TRAVAIL À FAIRE -
a: D'après le texte sur la gauche révolutionnaire chilienne, quel facteur de son affaiblissement convient-il de souligner en particulier ?
b: Rédigez la suite du texte sur la gauche révolutionnaire chilienne à partir de sa dernière phrase.

EXTRAIT DU TEXTE -

☆ ☆ ☆

Le marxisme insurrectionnel

Notre théorie politique pour la révolution chilienne

Fuerza Acción Revolucionaria (Chili)

La situation actuelle d’affaiblissement et de marginalisation de la gauche révolutionnaire chilienne, qui, comme nous l’avons déjà dit, traverse selon nous son pire moment historique, est due à divers facteurs, parmi lesquels il convient de souligner l’absence de développement politique et, par conséquent, le manque de clarté et de perspectives sur la manière de renverser l’état actuel de la lutte des classes en faveur du peuple travailleur, et sur la manière de s’engager dans un processus révolutionnaire au Chili. Ce n’est pas un hasard si de larges secteurs qui, dans le passé, auraient pu être qualifiés de révolutionnaires, ont capitulé en misant sur la voie institutionnelle, ou si d’autres, dans des conjonctures spécifiques, ont réagi de manière opportuniste, agissant comme le wagon de queue du progressisme. De même, l’absence d’alternative politique et organisationnelle pour notre classe de la part des organisations révolutionnaires est devenue un problème de plus en plus grave, qui nous place dans une position de marginalité profonde, loin d’être réversible, même si certaines expériences ponctuelles de travail de masse sont surdimensionnées, où l’on atteint une certaine massivité forcée ou gonflée (avec des méthodes très pauvres qui ne sont pas l’objet de cet article), ou si l’on recourt au dogmatisme pour tenter de combler l’absence de théorie politique, sans faire aucun effort pour analyser les conditions actuelles de la lutte des classes au Chili et construire une ligne politique capable de répondre à cette réalité.

☆ ☆ ☆

DONNÉES EXTRAITES -
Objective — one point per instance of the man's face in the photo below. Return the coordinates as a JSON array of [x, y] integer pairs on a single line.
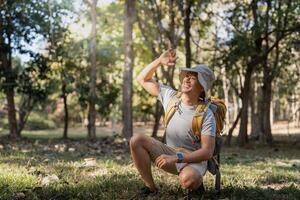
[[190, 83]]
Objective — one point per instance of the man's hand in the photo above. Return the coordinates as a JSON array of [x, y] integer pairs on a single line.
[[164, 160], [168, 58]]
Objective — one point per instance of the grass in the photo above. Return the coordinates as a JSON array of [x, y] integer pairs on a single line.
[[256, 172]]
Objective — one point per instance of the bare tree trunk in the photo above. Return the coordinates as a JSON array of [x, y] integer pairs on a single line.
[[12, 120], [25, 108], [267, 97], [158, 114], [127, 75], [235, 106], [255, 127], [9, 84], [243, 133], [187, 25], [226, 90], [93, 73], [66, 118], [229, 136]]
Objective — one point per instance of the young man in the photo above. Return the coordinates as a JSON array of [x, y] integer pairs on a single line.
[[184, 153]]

☆ ☆ ☆

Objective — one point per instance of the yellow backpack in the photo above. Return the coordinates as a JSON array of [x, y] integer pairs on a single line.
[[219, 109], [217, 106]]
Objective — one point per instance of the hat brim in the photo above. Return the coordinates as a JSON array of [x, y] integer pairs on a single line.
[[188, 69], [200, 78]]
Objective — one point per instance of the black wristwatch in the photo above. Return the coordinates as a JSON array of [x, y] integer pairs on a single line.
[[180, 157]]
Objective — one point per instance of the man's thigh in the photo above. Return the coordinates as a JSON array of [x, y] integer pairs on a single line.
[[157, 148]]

☆ ☆ ☆

RÉPONSES ATTENDUES -
a: L'absence de développement politique et, par conséquent, le manque de clarté et de perspectives sur la manière de renverser l'état actuel de la lutte des classes et de s'engager dans un processus révolutionnaire au Chili.

b:
C’est dans ce contexte que nous avons décidé, en tant qu’organisation, de faire un pas en avant dans l’élaboration d’une théorie politique qui oriente notre action dans le cadre de la réalité actuelle du capitalisme et de la lutte des classes dans notre pays. C’est pourquoi nous avons longuement analysé la phase d’accumulation actuelle et les caractéristiques politiques, sociales, idéologiques et économiques qui la traversent. Notre analyse part du principe que le Chili vit un moment du capitalisme qui correspond à sa maturation, ce qui s’explique, d’une part, par l’extension de la main-d’œuvre salariée, la classe ouvrière constituant la plus grande classe du pays, imprégnant même d’autres relations de production antérieures, remplaçant, par exemple, le latifundium par l’agro-industrie, et la paysannerie par le travailleur agricole ; et, d’autre part, par le dépassement de la dichotomie interbourgeoise entre bourgeoisie nationale et transnationale. Cette dichotomie a été dépassée en raison du caractère impérialiste du capitalisme actuel, qui ne repose pas sur des empires géographiques, mais sur l’empire du capital, ce qui a permis à une partie importante de la bourgeoisie nationale de se constituer en une grande bourgeoisie transnationale, donnant ainsi naissance à une bourgeoisie chilienne monopolistique et dominante, avec des investissements importants non seulement au Chili, mais aussi à l’étranger, tandis que, parallèlement, le projet hégémonique de cette grande bourgeoisie a supplanté les projets nationaux des bourgeoisies locales qui se sont intégrées de manière optimale au circuit des capitaux par la production ou la circulation de biens et de services.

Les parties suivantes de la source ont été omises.